== Task brief ==
Can you update the entries below by writing every line out again with "Target" replaced by "Object" and nothing else changed?
— start —
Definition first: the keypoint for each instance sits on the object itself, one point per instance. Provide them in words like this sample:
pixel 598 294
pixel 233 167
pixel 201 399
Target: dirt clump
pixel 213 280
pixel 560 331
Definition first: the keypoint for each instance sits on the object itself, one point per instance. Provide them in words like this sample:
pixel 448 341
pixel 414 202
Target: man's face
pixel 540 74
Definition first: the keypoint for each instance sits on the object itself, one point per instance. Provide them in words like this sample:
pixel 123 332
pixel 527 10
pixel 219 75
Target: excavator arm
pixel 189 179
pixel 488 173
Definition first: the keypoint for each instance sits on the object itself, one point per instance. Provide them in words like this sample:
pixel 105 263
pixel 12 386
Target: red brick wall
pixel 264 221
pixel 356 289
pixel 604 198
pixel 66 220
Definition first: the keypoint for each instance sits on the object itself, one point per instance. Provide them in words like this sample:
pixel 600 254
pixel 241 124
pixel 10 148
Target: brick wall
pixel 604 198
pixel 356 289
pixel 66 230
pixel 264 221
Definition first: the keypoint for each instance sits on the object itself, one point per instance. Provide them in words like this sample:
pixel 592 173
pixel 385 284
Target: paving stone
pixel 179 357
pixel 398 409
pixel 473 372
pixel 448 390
— end —
== Written answer ==
Definition first: the keypoint for each instance sits on the object itself, one point per instance. Provide them in words like this sample:
pixel 598 294
pixel 233 167
pixel 201 399
Object: dirt clump
pixel 213 280
pixel 560 331
Definition first: the keypoint for each instance sits on the object itself, one point per instance. Provide them in words like this sample:
pixel 448 341
pixel 414 202
Object: man's face
pixel 540 74
Definition first: the keypoint for each instance sits on the object itself, one point per instance. Provide them in words like this sample:
pixel 123 332
pixel 527 10
pixel 219 75
Object: excavator arm
pixel 189 179
pixel 488 173
Definition first: the keypoint for each instance sits on the object itself, one point per instance. Provide them in words like this sample:
pixel 105 263
pixel 12 386
Object: red brick wall
pixel 264 221
pixel 356 289
pixel 604 198
pixel 66 220
Definition first: the keypoint for each instance sits on the object itself, one point per instance. Provide them in words like this sample:
pixel 600 254
pixel 241 124
pixel 10 148
Object: brick wall
pixel 604 198
pixel 356 289
pixel 66 230
pixel 264 221
Definition first: the keypoint for each instance sits on the object itself, one point per instance. Provide them in words like this sample:
pixel 592 173
pixel 385 284
Object: paving stone
pixel 179 357
pixel 398 409
pixel 473 372
pixel 448 390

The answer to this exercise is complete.